Start

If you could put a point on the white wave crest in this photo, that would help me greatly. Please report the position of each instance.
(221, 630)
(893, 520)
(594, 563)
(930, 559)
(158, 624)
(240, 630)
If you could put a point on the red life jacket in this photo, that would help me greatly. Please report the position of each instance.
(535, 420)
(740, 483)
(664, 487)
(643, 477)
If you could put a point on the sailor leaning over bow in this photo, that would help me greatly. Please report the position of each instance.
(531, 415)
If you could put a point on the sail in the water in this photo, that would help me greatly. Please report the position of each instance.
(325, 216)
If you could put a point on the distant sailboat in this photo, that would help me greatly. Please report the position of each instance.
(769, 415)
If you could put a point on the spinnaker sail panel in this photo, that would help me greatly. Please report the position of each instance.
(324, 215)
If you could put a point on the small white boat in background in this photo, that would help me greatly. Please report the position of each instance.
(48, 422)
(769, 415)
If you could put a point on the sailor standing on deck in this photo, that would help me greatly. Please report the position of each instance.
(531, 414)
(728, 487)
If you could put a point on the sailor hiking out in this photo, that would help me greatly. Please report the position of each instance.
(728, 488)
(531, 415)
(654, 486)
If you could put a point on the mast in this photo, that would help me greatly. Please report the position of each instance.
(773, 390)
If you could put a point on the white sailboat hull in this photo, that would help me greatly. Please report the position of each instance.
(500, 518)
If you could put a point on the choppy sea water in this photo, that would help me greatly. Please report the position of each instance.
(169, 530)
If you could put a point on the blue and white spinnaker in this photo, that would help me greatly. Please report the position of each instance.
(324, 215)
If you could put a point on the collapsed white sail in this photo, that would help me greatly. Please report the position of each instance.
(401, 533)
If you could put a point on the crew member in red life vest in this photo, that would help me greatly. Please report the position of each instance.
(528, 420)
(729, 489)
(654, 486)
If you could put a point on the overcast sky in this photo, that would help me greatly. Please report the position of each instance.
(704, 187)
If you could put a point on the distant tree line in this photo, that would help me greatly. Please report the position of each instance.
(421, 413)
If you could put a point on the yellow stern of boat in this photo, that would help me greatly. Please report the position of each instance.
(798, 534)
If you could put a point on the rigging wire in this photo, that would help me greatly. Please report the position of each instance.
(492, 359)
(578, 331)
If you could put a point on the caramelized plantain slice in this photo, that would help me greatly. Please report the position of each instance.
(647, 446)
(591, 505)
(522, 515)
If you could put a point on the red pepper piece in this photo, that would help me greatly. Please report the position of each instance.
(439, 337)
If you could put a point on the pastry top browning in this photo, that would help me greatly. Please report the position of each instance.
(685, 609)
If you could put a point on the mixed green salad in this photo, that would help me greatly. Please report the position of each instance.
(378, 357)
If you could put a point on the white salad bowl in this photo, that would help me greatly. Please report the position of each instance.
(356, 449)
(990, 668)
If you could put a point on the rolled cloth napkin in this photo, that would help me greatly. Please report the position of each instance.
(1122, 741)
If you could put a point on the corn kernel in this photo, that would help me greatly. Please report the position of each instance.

End

Recopy the entries above in their entirety, exactly.

If you could put a point on the white wave crest in this photo, that would help me greatly. Please report the position of each instance.
(221, 630)
(893, 520)
(594, 563)
(930, 559)
(158, 624)
(240, 630)
If you could put a point on the red life jacket in this photo, that would help me greatly. Please report the position of each instance.
(535, 420)
(740, 483)
(664, 487)
(643, 477)
If you could put a point on the sailor leaning over bow in this photo, that would help me greatly. Please report the position of each instance.
(531, 415)
If you could put a point on the sail in the water in this photo, that would help me greatly. Please report the position of each instance.
(325, 216)
If you could put a point on the distant sailboat in this photo, that would help me greatly. Please report the position of each instance.
(769, 415)
If you could put a point on the spinnaker sail panel in this photo, that would help me greatly. Please report the position of each instance.
(324, 215)
If you could put a point on the small white boat in background in this photo, that would help me greatly. Please report the position of each instance.
(48, 422)
(769, 415)
If you could put a point on the sailor standing on deck in this photo, that would help me greatly. Please report the position of each instance.
(531, 414)
(728, 487)
If you could put a point on the sailor hiking out in this photo, that would help me greatly. Please report the position of each instance.
(728, 488)
(531, 415)
(654, 486)
If you could put a point on the mast in this photo, that would help me greatly. Please report the position of each instance.
(773, 390)
If you could put a point on the white sailboat hull in this photo, that would help me greatly. Please report the position of each instance.
(500, 518)
If you could put a point on the choppy sea water in this photo, that would help me greatly. Please report the position of each instance.
(169, 530)
If you could put a point on the blue and white spinnaker in this photo, that would help me greatly. Please report the position of each instance.
(324, 215)
If you could put a point on the collapsed white sail in this photo, that would help me greatly. Please report the position of each instance.
(401, 533)
If you could put a point on the crew member in red life vest in this photo, that would help me greatly. Please report the position of each instance.
(528, 420)
(729, 489)
(654, 486)
If you could put a point on the overcast sky in this photo, that would help me greatly. Please report the position of each instance.
(704, 187)
If you could put a point on the distant tree line in this photo, that would help me greatly. Please report the position of each instance.
(421, 413)
If you could put a point on the yellow stern of boat in this photo, that would help me greatly. Please report the position of each instance.
(798, 534)
If you could put a point on the rigging wire in this photo, that would help me greatly. Please report the position of each instance.
(492, 359)
(578, 331)
If you could put a point on the caramelized plantain slice in this photo, that would help me greatly. Please report the position of each instance.
(647, 446)
(591, 505)
(522, 515)
If you could put a point on the red pepper piece in this photo, that would help me greatly. Please report the position of each instance.
(439, 337)
If you could put a point on the pastry top browning in this photo, that would help me greatly. Please report the position of each instance.
(685, 609)
If you could put a point on the mixed green salad in this photo, that would help me greatly. Please report the position of each instance.
(378, 357)
If you could put a point on the white salad bowl in this photo, that would help me greatly. Please report the position of each instance.
(356, 449)
(990, 668)
If you could put a point on the rolled cloth napkin in this photo, that would help me greatly. Please report the position of each instance.
(1122, 741)
If you could put a point on the corn kernel in this photo, that would help me greatly. Please report the position of each instance.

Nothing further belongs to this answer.